▸ SHORT EXERCISE:
Write the next part of the forum thread about computer troubleshooting below, picking up right after its last sentence.

#### PASSAGE ####

Good evening David, Thanks for the help, I do appreciate it greatly. It is great having computer friends like you to help out in these situations. It is fixed for now, I think. It was the mother board power supply cable that was reversed. Boy it is great to have my computer back now.

It is awful being without a computer, isn't is, especially now because I have started doing some business on the internet selling antique steel engravings at auction through the internet and I was in the middle of some transactions.

Have a great day and thanks again.

Kind regards,
Margaret



To: David M Gambs who wrote (20871)9/5/1998 11:53:00 PM
From: Gerald Walls  Read Replies (1) | Respond to of 27012
 
If all the above doesn't help, post again and we'll put our heads together to see if we can come up with anything else. The above are the most common.

How about this one, probably a little more complicated.

I'm assembling a new computer with the following:

Motherboard: Asus P2B (Intel 440BX chipset, Award BIOS)

Processor: Intel Celeron 300A

Memory: 64 MB PC-100 (first LGS 7ns now some other brand 8ns)

Video: 4mb Graphics Blaster-PCI (first was 8mb ATI All-in-Wonder Pro AGP, then switched to known-working card)

Eventually I intend to overclock this baby, but for now I'm just trying to get it to work at advertised speed.

#### GIVEN RECORDS ####

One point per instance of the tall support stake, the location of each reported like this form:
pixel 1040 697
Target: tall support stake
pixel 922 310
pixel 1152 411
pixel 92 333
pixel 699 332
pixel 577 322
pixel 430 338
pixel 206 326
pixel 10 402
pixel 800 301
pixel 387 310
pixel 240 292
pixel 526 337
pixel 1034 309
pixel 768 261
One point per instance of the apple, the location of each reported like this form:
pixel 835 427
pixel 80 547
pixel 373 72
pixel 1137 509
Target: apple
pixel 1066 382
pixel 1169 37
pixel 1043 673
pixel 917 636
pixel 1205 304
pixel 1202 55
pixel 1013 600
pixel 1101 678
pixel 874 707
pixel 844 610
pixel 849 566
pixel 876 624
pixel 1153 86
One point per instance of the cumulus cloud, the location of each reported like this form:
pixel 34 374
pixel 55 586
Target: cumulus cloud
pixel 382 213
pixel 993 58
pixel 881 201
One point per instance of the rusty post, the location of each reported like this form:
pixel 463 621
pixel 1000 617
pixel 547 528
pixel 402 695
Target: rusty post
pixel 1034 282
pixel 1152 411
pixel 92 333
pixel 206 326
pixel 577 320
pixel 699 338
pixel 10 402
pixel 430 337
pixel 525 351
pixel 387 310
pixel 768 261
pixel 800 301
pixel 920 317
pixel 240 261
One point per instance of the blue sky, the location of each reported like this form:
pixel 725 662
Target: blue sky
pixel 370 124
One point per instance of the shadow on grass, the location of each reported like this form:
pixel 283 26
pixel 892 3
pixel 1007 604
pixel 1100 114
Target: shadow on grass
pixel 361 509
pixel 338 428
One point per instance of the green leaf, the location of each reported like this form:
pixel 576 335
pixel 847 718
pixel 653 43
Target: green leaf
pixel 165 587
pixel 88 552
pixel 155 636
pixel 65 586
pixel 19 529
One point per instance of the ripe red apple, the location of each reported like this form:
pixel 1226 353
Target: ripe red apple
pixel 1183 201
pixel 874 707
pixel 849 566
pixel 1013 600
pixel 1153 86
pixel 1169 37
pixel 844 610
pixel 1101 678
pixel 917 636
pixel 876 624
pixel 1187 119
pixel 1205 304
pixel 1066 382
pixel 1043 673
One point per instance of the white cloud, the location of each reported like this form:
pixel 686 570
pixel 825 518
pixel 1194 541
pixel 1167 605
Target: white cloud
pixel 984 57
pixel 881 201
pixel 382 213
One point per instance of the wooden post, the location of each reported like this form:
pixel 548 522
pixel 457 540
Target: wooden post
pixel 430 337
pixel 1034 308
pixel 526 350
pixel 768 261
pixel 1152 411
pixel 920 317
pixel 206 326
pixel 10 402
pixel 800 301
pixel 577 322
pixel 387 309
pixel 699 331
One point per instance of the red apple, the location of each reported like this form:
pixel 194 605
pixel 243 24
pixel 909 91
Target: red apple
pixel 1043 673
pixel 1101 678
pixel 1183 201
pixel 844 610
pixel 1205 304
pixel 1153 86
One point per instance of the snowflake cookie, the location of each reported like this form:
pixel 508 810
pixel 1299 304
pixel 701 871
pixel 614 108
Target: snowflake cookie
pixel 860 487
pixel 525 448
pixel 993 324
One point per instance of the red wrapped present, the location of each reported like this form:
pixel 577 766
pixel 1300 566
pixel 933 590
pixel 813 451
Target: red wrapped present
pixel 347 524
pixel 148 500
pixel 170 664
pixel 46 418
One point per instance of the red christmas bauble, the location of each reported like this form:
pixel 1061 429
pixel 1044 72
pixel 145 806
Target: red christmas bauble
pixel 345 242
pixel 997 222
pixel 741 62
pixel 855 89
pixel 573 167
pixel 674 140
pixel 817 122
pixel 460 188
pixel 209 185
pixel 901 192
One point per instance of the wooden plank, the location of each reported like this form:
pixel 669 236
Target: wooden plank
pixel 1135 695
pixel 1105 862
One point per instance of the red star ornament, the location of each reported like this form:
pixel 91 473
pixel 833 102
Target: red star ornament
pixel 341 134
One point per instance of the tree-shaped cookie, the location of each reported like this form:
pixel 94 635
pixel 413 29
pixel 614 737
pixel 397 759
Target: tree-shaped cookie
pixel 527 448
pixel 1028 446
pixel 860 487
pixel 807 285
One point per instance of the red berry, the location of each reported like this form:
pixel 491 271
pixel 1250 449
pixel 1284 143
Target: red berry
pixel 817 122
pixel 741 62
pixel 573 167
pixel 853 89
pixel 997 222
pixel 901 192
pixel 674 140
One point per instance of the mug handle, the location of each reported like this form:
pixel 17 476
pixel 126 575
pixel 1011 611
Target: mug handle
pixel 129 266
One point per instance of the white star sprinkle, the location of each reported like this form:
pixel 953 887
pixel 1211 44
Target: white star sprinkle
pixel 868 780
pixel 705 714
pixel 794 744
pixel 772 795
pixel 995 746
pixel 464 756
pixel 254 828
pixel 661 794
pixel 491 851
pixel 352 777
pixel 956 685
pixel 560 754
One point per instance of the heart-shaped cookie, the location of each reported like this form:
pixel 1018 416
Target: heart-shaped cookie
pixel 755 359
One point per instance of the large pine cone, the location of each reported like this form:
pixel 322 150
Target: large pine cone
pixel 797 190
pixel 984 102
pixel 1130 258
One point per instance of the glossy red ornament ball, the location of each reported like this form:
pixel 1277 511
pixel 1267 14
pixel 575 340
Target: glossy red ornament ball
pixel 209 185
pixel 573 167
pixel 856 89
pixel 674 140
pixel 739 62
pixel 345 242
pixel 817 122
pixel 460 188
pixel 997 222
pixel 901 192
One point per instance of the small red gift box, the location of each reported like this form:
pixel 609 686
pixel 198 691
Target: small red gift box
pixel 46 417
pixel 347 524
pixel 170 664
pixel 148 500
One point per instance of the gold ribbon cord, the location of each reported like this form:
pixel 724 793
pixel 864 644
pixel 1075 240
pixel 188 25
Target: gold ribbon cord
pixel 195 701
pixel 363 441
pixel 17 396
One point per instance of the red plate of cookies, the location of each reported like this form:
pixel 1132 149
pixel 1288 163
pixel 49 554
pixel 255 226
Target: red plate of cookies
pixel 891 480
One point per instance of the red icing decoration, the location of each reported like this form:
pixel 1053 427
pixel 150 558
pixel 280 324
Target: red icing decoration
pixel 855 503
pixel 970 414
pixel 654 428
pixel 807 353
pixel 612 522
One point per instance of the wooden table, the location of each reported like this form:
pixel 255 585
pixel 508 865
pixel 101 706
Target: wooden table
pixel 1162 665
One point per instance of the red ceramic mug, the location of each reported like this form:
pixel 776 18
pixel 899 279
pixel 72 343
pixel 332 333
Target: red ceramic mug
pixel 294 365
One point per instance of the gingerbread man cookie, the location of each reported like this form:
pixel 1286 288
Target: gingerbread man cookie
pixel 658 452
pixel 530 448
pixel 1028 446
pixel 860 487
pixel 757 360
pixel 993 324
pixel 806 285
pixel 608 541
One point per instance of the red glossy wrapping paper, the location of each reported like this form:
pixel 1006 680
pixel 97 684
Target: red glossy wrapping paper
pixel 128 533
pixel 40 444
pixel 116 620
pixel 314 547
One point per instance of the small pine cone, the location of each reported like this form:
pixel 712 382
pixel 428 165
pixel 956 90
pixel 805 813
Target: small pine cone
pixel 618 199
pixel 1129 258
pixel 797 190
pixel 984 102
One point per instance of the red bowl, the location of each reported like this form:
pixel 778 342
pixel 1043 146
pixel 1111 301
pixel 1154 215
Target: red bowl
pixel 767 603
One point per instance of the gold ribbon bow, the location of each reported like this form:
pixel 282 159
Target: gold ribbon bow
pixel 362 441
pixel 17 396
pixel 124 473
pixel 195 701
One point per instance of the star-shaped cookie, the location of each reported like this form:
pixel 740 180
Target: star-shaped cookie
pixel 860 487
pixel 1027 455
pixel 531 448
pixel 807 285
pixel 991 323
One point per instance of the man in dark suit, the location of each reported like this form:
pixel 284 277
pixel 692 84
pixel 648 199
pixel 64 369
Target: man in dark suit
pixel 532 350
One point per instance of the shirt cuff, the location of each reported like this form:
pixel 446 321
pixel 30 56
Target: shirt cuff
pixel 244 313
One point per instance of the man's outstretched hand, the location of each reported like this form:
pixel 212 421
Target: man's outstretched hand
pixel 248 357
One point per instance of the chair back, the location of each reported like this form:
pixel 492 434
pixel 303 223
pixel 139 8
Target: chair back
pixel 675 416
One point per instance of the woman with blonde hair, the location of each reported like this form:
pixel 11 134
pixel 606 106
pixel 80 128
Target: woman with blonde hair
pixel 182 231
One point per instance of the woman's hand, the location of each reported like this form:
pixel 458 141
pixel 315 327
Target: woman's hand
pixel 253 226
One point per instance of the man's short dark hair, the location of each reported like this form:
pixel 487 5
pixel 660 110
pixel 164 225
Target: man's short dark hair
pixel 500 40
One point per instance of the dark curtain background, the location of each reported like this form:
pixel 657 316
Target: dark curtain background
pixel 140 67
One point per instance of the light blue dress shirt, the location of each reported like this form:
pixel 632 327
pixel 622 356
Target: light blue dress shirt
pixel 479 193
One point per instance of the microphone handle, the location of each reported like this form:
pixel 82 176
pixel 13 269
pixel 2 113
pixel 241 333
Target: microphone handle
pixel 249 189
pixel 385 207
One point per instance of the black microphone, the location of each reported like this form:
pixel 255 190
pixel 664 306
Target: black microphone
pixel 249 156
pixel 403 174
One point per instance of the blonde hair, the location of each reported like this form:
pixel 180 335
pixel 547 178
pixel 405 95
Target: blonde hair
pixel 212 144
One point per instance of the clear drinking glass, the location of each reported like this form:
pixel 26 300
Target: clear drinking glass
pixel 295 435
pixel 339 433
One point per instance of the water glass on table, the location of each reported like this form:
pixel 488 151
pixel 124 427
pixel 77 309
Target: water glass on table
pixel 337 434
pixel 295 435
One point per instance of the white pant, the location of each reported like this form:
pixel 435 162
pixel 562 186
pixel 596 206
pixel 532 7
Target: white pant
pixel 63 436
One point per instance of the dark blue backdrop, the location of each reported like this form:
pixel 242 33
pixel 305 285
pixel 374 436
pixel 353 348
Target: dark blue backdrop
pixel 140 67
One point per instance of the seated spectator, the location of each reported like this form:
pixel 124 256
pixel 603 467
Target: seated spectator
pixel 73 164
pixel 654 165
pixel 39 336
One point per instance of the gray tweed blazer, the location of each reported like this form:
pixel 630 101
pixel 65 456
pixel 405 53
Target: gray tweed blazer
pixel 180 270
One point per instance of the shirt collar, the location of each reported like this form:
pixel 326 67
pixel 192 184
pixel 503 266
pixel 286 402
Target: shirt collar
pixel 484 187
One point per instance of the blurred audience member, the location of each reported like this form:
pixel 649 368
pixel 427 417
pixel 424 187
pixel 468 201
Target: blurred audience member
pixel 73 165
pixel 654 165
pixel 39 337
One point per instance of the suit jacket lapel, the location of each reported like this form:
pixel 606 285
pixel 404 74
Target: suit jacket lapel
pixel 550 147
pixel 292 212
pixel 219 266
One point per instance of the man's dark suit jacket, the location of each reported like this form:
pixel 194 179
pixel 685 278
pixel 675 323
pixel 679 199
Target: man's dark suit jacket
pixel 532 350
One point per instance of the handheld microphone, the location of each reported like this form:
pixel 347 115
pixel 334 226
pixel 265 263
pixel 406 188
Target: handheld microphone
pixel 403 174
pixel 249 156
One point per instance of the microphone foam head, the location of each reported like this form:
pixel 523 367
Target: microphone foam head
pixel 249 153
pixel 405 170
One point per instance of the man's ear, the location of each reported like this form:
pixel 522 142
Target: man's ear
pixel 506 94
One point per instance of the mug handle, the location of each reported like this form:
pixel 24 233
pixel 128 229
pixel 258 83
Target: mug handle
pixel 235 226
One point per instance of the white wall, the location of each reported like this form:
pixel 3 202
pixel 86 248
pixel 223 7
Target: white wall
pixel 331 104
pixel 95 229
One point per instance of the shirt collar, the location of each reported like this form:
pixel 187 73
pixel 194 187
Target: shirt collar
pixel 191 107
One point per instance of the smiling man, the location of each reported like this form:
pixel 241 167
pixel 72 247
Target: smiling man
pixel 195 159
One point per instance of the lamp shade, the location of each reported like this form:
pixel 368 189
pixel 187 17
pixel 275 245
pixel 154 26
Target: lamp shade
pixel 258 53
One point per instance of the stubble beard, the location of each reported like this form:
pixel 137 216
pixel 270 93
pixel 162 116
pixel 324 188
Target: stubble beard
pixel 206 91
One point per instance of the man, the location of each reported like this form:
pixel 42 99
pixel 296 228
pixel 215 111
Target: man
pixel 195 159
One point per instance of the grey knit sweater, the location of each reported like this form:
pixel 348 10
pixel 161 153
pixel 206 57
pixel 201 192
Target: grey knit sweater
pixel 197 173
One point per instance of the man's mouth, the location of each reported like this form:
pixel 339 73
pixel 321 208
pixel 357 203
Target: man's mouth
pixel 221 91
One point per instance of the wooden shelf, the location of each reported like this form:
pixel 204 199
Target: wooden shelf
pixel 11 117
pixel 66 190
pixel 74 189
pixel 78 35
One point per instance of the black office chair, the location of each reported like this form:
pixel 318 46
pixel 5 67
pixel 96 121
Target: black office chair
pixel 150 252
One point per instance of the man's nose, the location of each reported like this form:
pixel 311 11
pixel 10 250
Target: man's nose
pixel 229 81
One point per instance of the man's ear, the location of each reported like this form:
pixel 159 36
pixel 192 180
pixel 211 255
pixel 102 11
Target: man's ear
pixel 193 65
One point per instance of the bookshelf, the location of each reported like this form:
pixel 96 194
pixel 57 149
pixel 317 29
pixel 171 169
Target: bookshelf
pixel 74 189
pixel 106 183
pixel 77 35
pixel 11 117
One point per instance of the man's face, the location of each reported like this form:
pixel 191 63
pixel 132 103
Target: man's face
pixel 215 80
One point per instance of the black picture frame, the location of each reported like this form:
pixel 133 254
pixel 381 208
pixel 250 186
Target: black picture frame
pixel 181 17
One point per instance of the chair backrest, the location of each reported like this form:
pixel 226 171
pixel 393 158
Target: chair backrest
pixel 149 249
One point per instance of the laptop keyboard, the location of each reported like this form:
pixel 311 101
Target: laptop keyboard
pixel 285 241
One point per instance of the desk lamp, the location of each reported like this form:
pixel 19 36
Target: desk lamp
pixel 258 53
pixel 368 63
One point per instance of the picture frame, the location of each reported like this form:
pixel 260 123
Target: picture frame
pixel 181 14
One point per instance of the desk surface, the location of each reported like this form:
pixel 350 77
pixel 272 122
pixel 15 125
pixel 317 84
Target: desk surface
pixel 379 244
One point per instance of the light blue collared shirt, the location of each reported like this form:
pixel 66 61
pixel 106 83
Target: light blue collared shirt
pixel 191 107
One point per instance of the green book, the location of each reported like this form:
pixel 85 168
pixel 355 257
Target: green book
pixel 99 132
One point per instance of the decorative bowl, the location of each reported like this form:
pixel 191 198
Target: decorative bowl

####

▸ EXERCISE OUTPUT:
Initially I installed the C-A-300, the memory stick, the ATI card, the hard and floppy drives, the sound/modem card, the DVD drive (left out MPEG-2 card for first boot) and the network card. Set bus speed to 66 MHz and multiplier to 4.5. Left Keyboard powerup jumper to default OFF. Connect Speaker, Reset, Power, etc leads. Double checked all connections for correct pins and polarity. First powerup: a never-ending series of long beeps and no POST. Eventually stripped the new machine down to the Graphics Blaster, the CPU, and memory stick. Tried it with drives attached and not attached. Same series of long beeps. Bought a new memory stick and now there are no beeps but there's no POST either.

My guess is it's probably a bad motherboard (rare as they are) because bad CPUs are really rare.

Any ideas?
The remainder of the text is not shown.